**Items:**
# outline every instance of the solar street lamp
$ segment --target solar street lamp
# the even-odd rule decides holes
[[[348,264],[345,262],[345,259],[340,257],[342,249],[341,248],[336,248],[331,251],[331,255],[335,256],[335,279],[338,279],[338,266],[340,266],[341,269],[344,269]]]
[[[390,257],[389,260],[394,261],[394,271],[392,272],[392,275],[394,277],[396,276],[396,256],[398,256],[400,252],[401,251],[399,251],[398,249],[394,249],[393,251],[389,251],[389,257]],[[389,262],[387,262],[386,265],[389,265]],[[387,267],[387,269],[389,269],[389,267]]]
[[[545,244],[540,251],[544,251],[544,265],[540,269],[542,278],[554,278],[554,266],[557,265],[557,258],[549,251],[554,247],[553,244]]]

**Aim of the exercise:**
Reproduce the data above in full, with every "solar street lamp" swapped for "solar streetlight" and nothing else altered.

**Task response:**
# outline every instance of the solar streetlight
$ segment --target solar streetlight
# the even-odd rule decides holes
[[[348,264],[345,262],[345,259],[340,257],[342,249],[341,248],[336,248],[331,251],[331,255],[335,256],[335,279],[338,279],[338,266],[340,266],[341,269],[344,269]]]
[[[390,257],[389,260],[394,261],[394,271],[392,272],[392,275],[394,277],[396,276],[396,256],[398,256],[400,252],[401,251],[399,251],[398,249],[394,249],[393,251],[389,251],[389,257]],[[389,262],[387,262],[386,265],[389,265]],[[387,267],[387,269],[389,269],[389,267]]]
[[[545,244],[540,251],[544,251],[544,265],[540,269],[542,278],[554,278],[554,266],[557,265],[557,258],[549,251],[554,247],[553,244]]]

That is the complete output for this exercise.